### Page extract:
#####
How I became the chubby kid

As a child, I was given free reign to eat whatever I wanted. This meant daily bowls of crushed oreos in milk, after-school snacks of burgers and fries as a “treat” for answering phones at the family business and, in the evening, half a pint of Haagen-Dazs for dessert. Every day I satisfied my “junk-food tooth” on top of my favorite past-times: reading, watching TV or playing with Barbies. Consequently I was that kid. The chubby one.

At the time, I didn’t have a lot of critical self-consciousness about it … I can’t remember inner voices telling me “you’re fat” or “if you eat that you’ll get fatter” (although I did always wear a T-shirt over my bathing suit). I say “inner voices” because there actually were some external voices saying these exact things to me, directly and out loud: my parents and grandparents. They saw my bulging belly, thick thighs and chipmunk cheeks and thought it went beyond cutesy “baby fat.”

How I became anorexic

I’m not sure exactly when the transition occurred, when the voices expressing fear and disappointment with my body turned inward and became my own self-critique. But I do remember this: At age 11, I stopped eating. I was 4′9″ and 100 pounds. I started doing my mom’s yoga video, the Jane Fonda Workout, and began to dance. Eventually I reached 65 pounds. I was anorexic. My family stopped making comments. I was thin and totally a mess emotionally … but that didn’t matter. I stopped incurring the snipes and jabs.

There is way more to this story — I am leaving out loads of detail in the interest of keeping this a blog and not a memoir. But the short story involves years of disordered eating, lots of attempts to heal, a tailspin into bulimia for four years, and then finally deep acceptance and healing. This involved completely changing my relationship with myself in every way possible, and learning how to re-parent myself and create new, supportive inner voices.

Next-generation baby fat

A few weeks ago, my dear friend Kirstin from college, who also happened to be in the “sisterhood of eating disorders” clique that I danced with, told me that her 7-year-old daughter, Lyra, recently exclaimed, “My legs are FAT!”

Now, when you have survived hospitalization from an eating disorder because of fear of food, gaining weight and the actual underlying emotional baggage, hearing your daughter utter negativity towards her body for the first time is gut-wrenching.
#####
### Records supplied:

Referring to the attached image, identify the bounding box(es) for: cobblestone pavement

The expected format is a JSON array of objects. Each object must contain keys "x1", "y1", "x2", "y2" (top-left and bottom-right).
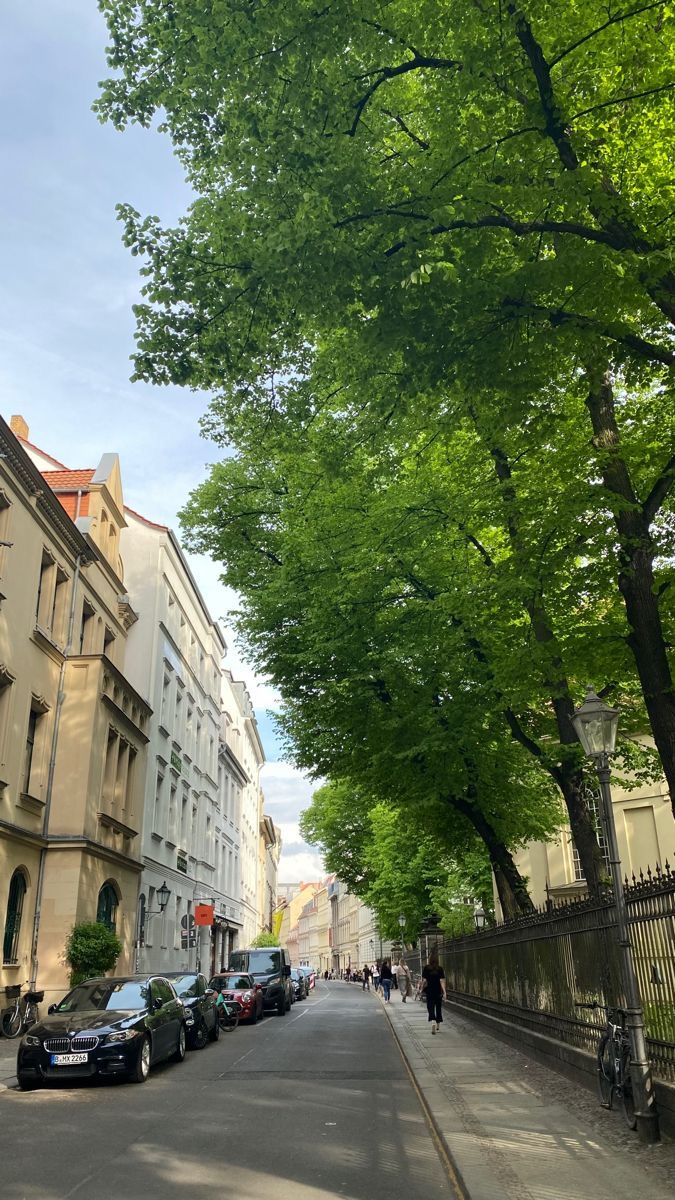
[{"x1": 383, "y1": 994, "x2": 675, "y2": 1200}]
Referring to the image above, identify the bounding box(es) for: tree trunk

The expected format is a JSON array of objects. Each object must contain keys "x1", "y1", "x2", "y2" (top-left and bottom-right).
[
  {"x1": 449, "y1": 796, "x2": 534, "y2": 918},
  {"x1": 470, "y1": 409, "x2": 605, "y2": 896},
  {"x1": 586, "y1": 368, "x2": 675, "y2": 816}
]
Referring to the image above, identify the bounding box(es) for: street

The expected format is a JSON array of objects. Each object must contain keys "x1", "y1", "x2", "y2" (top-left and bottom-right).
[{"x1": 0, "y1": 982, "x2": 455, "y2": 1200}]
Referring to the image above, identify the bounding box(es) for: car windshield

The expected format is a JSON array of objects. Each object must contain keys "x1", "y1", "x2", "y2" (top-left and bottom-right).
[
  {"x1": 214, "y1": 976, "x2": 252, "y2": 991},
  {"x1": 231, "y1": 950, "x2": 281, "y2": 974},
  {"x1": 172, "y1": 976, "x2": 199, "y2": 1000},
  {"x1": 56, "y1": 979, "x2": 150, "y2": 1013}
]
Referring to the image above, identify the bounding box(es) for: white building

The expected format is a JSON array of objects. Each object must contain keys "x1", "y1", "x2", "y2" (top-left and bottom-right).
[{"x1": 121, "y1": 509, "x2": 262, "y2": 973}]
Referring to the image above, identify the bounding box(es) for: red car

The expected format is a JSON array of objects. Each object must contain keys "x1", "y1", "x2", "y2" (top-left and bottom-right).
[{"x1": 209, "y1": 971, "x2": 263, "y2": 1025}]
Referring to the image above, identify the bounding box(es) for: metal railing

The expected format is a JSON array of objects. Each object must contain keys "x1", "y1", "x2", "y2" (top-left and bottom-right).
[{"x1": 407, "y1": 863, "x2": 675, "y2": 1082}]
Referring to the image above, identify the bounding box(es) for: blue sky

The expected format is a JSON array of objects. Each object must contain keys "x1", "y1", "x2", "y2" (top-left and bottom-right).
[{"x1": 0, "y1": 0, "x2": 322, "y2": 882}]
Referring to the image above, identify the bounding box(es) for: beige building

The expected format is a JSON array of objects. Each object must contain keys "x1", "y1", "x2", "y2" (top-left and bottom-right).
[
  {"x1": 0, "y1": 419, "x2": 150, "y2": 1002},
  {"x1": 514, "y1": 763, "x2": 675, "y2": 906}
]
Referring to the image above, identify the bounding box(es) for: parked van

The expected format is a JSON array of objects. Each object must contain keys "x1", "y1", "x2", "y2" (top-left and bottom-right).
[{"x1": 229, "y1": 946, "x2": 293, "y2": 1016}]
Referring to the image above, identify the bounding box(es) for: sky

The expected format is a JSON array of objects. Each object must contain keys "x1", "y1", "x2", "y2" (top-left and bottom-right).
[{"x1": 0, "y1": 0, "x2": 323, "y2": 883}]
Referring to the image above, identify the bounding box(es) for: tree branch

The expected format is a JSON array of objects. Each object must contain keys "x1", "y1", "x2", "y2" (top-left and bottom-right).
[
  {"x1": 502, "y1": 299, "x2": 675, "y2": 367},
  {"x1": 347, "y1": 54, "x2": 462, "y2": 138},
  {"x1": 550, "y1": 0, "x2": 667, "y2": 71},
  {"x1": 643, "y1": 454, "x2": 675, "y2": 524}
]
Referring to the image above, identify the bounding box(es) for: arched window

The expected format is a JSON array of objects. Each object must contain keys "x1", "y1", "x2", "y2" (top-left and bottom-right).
[
  {"x1": 96, "y1": 883, "x2": 118, "y2": 932},
  {"x1": 2, "y1": 870, "x2": 26, "y2": 965}
]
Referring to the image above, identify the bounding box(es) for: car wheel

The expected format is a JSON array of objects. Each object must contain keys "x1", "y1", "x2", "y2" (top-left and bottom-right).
[
  {"x1": 171, "y1": 1025, "x2": 185, "y2": 1062},
  {"x1": 17, "y1": 1070, "x2": 42, "y2": 1092},
  {"x1": 129, "y1": 1037, "x2": 151, "y2": 1084}
]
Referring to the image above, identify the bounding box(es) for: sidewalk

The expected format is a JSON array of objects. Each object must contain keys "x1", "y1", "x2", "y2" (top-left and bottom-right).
[
  {"x1": 381, "y1": 991, "x2": 675, "y2": 1200},
  {"x1": 0, "y1": 1037, "x2": 19, "y2": 1092}
]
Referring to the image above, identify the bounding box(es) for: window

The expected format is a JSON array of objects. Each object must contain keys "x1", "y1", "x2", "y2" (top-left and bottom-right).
[
  {"x1": 79, "y1": 600, "x2": 96, "y2": 654},
  {"x1": 103, "y1": 625, "x2": 115, "y2": 659},
  {"x1": 153, "y1": 770, "x2": 165, "y2": 834},
  {"x1": 160, "y1": 674, "x2": 171, "y2": 728},
  {"x1": 0, "y1": 492, "x2": 11, "y2": 575},
  {"x1": 96, "y1": 883, "x2": 119, "y2": 934},
  {"x1": 2, "y1": 870, "x2": 26, "y2": 966},
  {"x1": 49, "y1": 566, "x2": 68, "y2": 644},
  {"x1": 35, "y1": 550, "x2": 56, "y2": 629},
  {"x1": 22, "y1": 702, "x2": 44, "y2": 796},
  {"x1": 167, "y1": 781, "x2": 177, "y2": 842}
]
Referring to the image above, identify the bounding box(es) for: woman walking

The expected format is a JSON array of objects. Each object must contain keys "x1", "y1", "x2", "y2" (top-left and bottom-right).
[
  {"x1": 380, "y1": 959, "x2": 393, "y2": 1004},
  {"x1": 396, "y1": 958, "x2": 412, "y2": 1004},
  {"x1": 422, "y1": 950, "x2": 446, "y2": 1033}
]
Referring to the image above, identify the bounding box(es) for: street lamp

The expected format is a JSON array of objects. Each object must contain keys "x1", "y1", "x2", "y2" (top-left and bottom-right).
[
  {"x1": 133, "y1": 880, "x2": 171, "y2": 974},
  {"x1": 572, "y1": 688, "x2": 659, "y2": 1142}
]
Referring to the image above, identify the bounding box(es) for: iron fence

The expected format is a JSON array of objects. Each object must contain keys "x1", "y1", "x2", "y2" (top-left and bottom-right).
[{"x1": 408, "y1": 863, "x2": 675, "y2": 1082}]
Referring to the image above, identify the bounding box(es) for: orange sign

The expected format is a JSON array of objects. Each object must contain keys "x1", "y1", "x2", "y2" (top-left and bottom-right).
[{"x1": 195, "y1": 904, "x2": 214, "y2": 925}]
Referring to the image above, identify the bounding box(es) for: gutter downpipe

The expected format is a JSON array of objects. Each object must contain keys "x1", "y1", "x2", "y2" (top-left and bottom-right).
[{"x1": 30, "y1": 488, "x2": 84, "y2": 991}]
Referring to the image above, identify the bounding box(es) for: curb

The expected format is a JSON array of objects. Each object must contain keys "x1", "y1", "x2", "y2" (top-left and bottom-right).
[{"x1": 380, "y1": 996, "x2": 471, "y2": 1200}]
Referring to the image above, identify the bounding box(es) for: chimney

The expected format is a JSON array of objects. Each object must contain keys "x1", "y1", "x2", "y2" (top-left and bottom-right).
[{"x1": 10, "y1": 414, "x2": 30, "y2": 442}]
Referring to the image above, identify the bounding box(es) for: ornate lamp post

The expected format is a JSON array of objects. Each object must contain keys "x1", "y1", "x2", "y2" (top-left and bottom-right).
[
  {"x1": 133, "y1": 880, "x2": 169, "y2": 974},
  {"x1": 572, "y1": 688, "x2": 659, "y2": 1142}
]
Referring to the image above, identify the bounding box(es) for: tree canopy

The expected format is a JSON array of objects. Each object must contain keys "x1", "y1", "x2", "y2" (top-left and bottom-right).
[{"x1": 96, "y1": 0, "x2": 675, "y2": 910}]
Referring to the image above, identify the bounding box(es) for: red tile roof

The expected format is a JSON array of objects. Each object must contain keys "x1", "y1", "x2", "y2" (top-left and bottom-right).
[{"x1": 41, "y1": 467, "x2": 96, "y2": 492}]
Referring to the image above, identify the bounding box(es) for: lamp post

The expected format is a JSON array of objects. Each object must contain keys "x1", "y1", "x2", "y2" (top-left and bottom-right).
[
  {"x1": 572, "y1": 688, "x2": 659, "y2": 1142},
  {"x1": 473, "y1": 905, "x2": 488, "y2": 934},
  {"x1": 133, "y1": 880, "x2": 169, "y2": 974}
]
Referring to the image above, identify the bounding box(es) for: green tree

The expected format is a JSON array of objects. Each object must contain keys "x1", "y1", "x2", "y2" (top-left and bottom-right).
[
  {"x1": 64, "y1": 920, "x2": 123, "y2": 988},
  {"x1": 97, "y1": 0, "x2": 675, "y2": 825}
]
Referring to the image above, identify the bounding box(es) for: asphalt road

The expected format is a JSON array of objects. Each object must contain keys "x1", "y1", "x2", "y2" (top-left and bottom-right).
[{"x1": 0, "y1": 983, "x2": 455, "y2": 1200}]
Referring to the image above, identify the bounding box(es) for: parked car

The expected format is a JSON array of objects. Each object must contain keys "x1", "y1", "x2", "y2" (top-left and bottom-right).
[
  {"x1": 17, "y1": 976, "x2": 187, "y2": 1091},
  {"x1": 291, "y1": 967, "x2": 310, "y2": 1000},
  {"x1": 165, "y1": 971, "x2": 220, "y2": 1050},
  {"x1": 209, "y1": 971, "x2": 264, "y2": 1025},
  {"x1": 228, "y1": 946, "x2": 293, "y2": 1016}
]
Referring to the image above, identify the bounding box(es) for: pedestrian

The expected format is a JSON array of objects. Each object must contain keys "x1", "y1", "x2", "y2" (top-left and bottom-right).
[
  {"x1": 396, "y1": 958, "x2": 412, "y2": 1004},
  {"x1": 422, "y1": 950, "x2": 446, "y2": 1033},
  {"x1": 380, "y1": 959, "x2": 393, "y2": 1004}
]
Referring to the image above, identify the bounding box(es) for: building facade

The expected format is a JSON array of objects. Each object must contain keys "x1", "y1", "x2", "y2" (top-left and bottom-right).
[
  {"x1": 0, "y1": 418, "x2": 150, "y2": 1001},
  {"x1": 123, "y1": 509, "x2": 245, "y2": 972}
]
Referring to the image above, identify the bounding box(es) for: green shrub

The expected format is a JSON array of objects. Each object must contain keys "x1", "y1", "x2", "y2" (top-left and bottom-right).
[{"x1": 64, "y1": 920, "x2": 123, "y2": 988}]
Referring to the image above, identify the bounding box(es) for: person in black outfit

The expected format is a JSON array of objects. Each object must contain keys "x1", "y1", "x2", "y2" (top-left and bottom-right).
[
  {"x1": 380, "y1": 959, "x2": 392, "y2": 1004},
  {"x1": 422, "y1": 950, "x2": 446, "y2": 1033}
]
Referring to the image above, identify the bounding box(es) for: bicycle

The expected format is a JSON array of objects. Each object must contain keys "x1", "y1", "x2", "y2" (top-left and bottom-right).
[
  {"x1": 217, "y1": 1002, "x2": 239, "y2": 1033},
  {"x1": 575, "y1": 1001, "x2": 638, "y2": 1129},
  {"x1": 1, "y1": 980, "x2": 44, "y2": 1038}
]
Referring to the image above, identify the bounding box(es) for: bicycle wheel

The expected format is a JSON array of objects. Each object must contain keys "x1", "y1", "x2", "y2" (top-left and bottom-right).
[
  {"x1": 220, "y1": 1008, "x2": 239, "y2": 1033},
  {"x1": 598, "y1": 1033, "x2": 614, "y2": 1109},
  {"x1": 2, "y1": 1008, "x2": 23, "y2": 1038},
  {"x1": 621, "y1": 1050, "x2": 638, "y2": 1129}
]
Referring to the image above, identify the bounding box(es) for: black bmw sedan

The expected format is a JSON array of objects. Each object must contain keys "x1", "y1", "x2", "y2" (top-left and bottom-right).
[
  {"x1": 17, "y1": 976, "x2": 186, "y2": 1091},
  {"x1": 165, "y1": 971, "x2": 220, "y2": 1050}
]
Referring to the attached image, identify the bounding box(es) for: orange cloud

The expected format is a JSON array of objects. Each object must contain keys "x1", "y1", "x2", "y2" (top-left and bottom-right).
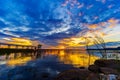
[{"x1": 88, "y1": 24, "x2": 98, "y2": 29}]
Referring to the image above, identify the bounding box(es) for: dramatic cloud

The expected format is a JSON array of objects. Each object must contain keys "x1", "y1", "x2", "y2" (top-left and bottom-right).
[{"x1": 0, "y1": 0, "x2": 120, "y2": 46}]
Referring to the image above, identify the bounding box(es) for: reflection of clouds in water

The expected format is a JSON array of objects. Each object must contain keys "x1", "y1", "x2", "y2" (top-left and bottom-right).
[{"x1": 0, "y1": 56, "x2": 76, "y2": 80}]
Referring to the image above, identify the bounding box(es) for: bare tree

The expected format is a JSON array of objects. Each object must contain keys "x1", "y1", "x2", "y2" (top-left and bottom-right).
[{"x1": 84, "y1": 33, "x2": 106, "y2": 58}]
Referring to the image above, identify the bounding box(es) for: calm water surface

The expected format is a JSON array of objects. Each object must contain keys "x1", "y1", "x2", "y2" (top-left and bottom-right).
[{"x1": 0, "y1": 50, "x2": 99, "y2": 80}]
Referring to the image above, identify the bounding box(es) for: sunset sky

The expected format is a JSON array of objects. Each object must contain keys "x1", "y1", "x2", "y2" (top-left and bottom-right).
[{"x1": 0, "y1": 0, "x2": 120, "y2": 48}]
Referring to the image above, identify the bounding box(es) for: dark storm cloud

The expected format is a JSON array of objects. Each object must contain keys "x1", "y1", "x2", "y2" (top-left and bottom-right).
[{"x1": 0, "y1": 0, "x2": 120, "y2": 44}]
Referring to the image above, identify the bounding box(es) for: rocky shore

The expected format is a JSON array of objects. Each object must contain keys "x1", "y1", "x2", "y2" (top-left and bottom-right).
[{"x1": 55, "y1": 59, "x2": 120, "y2": 80}]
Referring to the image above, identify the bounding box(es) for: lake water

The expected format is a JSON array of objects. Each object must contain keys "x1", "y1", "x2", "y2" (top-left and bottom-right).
[{"x1": 0, "y1": 50, "x2": 99, "y2": 80}]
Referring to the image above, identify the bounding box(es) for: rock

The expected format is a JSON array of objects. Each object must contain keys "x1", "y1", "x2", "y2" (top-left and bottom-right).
[
  {"x1": 55, "y1": 69, "x2": 90, "y2": 80},
  {"x1": 94, "y1": 59, "x2": 120, "y2": 72},
  {"x1": 100, "y1": 67, "x2": 119, "y2": 75}
]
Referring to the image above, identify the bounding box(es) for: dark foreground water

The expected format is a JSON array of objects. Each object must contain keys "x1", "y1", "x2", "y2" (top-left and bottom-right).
[{"x1": 0, "y1": 50, "x2": 99, "y2": 80}]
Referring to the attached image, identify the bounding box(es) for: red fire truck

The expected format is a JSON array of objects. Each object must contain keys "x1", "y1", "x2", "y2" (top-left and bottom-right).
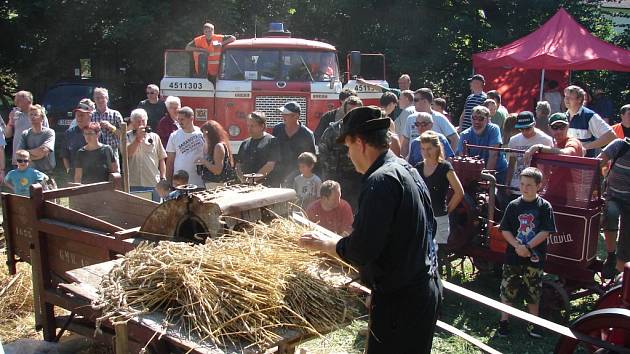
#####
### What this exercise asks:
(1) Reproduce the blog post word for word, from "How I became the" up to and including "The chubby one.".
(2) List every section heading in the blog post.

### Task-by-task results:
(1)
How I became the chubby kid

As a child, I was given free reign to eat whatever I wanted. This meant daily bowls of crushed oreos in milk, after-school snacks of burgers and fries as a “treat” for answering phones at the family business and, in the evening, half a pint of Haagen-Dazs for dessert. Every day I satisfied my “junk-food tooth” on top of my favorite past-times: reading, watching TV or playing with Barbies. Consequently I was that kid. The chubby one.

(2)
How I became the chubby kid
How I became anorexic
Next-generation baby fat